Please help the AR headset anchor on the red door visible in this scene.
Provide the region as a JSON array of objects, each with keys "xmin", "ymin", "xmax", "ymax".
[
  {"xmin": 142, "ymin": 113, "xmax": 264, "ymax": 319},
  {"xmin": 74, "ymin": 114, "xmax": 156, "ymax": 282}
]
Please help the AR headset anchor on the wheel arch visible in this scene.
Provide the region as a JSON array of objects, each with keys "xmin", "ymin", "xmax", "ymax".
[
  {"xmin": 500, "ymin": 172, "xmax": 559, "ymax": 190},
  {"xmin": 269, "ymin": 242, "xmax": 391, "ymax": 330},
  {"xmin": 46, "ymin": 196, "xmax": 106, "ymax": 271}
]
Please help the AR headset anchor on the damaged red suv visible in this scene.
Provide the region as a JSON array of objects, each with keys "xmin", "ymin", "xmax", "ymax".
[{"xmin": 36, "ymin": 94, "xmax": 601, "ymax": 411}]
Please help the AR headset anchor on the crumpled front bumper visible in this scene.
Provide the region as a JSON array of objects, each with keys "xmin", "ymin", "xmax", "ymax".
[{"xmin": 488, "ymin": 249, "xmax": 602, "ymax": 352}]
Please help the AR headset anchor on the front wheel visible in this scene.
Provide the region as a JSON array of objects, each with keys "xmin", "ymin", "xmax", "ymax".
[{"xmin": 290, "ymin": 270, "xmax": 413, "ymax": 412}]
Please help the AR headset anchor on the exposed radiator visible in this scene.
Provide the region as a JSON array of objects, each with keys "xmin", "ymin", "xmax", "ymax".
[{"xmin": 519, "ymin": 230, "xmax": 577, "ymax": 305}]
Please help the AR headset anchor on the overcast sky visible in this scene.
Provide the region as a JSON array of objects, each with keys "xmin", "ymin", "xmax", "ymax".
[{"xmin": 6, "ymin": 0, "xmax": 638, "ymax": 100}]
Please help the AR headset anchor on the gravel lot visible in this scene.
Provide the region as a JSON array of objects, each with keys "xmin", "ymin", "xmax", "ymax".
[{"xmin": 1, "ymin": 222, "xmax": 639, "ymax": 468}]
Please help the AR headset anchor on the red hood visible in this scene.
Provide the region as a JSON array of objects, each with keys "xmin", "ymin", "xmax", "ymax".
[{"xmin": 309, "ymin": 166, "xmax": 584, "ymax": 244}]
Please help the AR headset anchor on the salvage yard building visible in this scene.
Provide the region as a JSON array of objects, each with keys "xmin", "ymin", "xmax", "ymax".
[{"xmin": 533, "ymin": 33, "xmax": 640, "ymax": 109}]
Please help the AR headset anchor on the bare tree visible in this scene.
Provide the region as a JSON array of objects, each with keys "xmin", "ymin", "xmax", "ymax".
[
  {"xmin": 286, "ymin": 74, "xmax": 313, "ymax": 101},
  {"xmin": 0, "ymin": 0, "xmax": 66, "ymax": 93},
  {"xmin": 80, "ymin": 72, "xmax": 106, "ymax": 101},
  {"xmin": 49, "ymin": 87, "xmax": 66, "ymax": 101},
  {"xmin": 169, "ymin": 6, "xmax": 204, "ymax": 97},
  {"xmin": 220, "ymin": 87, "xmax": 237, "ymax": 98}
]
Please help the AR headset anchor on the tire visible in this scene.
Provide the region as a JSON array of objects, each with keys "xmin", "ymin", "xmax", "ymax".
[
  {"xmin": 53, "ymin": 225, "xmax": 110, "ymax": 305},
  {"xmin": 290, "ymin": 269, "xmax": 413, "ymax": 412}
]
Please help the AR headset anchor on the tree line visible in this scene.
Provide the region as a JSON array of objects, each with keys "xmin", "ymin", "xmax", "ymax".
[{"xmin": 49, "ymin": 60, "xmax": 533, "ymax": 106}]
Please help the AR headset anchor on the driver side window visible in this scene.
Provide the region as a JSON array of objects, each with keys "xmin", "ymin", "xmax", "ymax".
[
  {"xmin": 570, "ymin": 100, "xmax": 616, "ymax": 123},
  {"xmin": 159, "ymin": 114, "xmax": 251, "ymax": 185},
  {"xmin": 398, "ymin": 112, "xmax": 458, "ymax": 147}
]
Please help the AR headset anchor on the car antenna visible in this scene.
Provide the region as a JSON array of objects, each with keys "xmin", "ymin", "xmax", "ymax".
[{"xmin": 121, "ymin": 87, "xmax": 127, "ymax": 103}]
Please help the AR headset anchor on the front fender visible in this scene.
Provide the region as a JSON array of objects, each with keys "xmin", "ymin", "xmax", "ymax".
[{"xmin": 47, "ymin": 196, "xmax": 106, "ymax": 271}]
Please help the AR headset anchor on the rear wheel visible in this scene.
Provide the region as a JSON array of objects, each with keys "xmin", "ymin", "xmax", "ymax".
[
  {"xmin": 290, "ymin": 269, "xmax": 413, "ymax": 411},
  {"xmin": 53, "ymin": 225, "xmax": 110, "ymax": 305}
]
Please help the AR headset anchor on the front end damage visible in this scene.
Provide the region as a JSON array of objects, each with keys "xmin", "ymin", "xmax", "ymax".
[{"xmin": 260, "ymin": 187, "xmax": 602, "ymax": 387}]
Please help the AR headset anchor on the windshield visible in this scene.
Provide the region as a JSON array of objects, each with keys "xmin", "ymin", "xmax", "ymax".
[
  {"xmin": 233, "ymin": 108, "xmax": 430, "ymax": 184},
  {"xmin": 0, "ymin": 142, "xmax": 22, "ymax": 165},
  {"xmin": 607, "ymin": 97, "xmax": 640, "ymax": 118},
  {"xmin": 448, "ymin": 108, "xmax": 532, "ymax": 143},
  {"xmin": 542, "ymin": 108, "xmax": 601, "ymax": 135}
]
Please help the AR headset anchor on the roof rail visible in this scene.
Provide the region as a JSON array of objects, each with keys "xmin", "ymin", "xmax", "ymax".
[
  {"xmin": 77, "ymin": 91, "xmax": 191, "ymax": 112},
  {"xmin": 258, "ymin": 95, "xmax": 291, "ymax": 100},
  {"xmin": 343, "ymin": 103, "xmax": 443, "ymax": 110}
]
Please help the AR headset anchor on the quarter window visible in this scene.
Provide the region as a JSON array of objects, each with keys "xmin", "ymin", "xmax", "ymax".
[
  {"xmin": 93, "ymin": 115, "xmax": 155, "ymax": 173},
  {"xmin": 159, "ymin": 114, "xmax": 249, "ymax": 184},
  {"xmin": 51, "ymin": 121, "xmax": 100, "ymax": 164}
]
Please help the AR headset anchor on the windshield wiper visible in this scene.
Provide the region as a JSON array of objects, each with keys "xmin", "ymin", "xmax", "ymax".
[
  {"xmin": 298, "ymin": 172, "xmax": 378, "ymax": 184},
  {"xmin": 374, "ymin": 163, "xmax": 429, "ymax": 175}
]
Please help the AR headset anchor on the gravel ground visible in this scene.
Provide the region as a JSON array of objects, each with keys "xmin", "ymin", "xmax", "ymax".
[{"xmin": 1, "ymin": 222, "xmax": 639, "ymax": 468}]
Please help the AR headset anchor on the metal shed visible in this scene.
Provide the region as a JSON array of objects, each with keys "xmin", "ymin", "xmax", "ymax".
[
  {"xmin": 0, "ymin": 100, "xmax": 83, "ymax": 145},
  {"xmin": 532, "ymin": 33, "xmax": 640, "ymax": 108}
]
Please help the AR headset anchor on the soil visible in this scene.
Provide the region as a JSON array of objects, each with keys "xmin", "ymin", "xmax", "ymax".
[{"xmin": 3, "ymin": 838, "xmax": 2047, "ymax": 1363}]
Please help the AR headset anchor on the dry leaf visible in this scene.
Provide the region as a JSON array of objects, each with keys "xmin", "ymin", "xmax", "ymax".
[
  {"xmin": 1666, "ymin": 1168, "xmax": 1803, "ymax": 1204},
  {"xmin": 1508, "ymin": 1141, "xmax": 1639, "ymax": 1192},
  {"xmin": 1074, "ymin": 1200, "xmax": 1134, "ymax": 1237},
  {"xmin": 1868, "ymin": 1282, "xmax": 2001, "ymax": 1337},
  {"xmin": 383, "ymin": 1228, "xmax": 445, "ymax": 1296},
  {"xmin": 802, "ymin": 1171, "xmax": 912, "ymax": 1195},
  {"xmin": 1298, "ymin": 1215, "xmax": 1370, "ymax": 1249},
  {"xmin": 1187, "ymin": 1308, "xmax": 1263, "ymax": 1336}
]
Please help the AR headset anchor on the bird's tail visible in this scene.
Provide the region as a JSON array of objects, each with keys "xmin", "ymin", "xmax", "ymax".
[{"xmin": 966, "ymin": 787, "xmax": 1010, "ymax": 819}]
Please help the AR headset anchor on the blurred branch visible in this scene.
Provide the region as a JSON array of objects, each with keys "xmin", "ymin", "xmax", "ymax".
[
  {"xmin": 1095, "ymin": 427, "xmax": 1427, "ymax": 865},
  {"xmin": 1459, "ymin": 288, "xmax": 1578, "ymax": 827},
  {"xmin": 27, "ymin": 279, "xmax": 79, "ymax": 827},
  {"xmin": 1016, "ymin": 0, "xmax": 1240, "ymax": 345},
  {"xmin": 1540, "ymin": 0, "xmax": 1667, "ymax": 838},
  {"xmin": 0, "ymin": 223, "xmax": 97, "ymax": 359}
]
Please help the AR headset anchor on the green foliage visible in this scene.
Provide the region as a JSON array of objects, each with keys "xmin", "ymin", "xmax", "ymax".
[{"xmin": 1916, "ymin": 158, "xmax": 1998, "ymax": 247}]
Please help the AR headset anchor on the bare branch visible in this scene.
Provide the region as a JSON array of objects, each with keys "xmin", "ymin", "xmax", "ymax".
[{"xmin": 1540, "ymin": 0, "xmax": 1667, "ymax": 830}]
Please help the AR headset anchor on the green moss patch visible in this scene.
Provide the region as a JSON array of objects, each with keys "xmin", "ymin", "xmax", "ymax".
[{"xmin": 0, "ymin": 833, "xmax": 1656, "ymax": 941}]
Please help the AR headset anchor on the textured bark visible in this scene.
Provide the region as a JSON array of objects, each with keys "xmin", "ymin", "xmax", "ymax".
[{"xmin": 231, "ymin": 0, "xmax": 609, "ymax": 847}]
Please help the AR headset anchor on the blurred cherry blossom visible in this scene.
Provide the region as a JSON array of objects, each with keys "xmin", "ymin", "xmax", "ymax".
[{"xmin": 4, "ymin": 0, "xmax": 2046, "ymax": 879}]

- - - - -

Send back an exact copy of only the lines from the line with "Please help the AR headset anchor on the driver" up to and including the line with "Please help the AR headset anchor on the rear" in the data above.

=== OUTPUT FOR THIS TASK ===
Please help the AR headset anchor on the driver side window visible in this scene.
Provide the region as a JSON array of objects, each with keys "xmin", "ymin", "xmax", "ymax".
[
  {"xmin": 570, "ymin": 100, "xmax": 616, "ymax": 123},
  {"xmin": 159, "ymin": 114, "xmax": 251, "ymax": 185},
  {"xmin": 398, "ymin": 112, "xmax": 458, "ymax": 147}
]
Please help the AR headset anchor on the car antenna visible in this scene.
Provide the region as a JSON array of objects, each with keys "xmin", "ymin", "xmax", "ymax".
[{"xmin": 121, "ymin": 87, "xmax": 127, "ymax": 103}]
Please help the AR headset anchor on the front fender visible in this scene.
Provide the region as a JSON array of objects, each with keys "xmin", "ymin", "xmax", "ymax".
[{"xmin": 47, "ymin": 196, "xmax": 106, "ymax": 271}]
Please help the AR headset anchor on the rear wheel visible in this scene.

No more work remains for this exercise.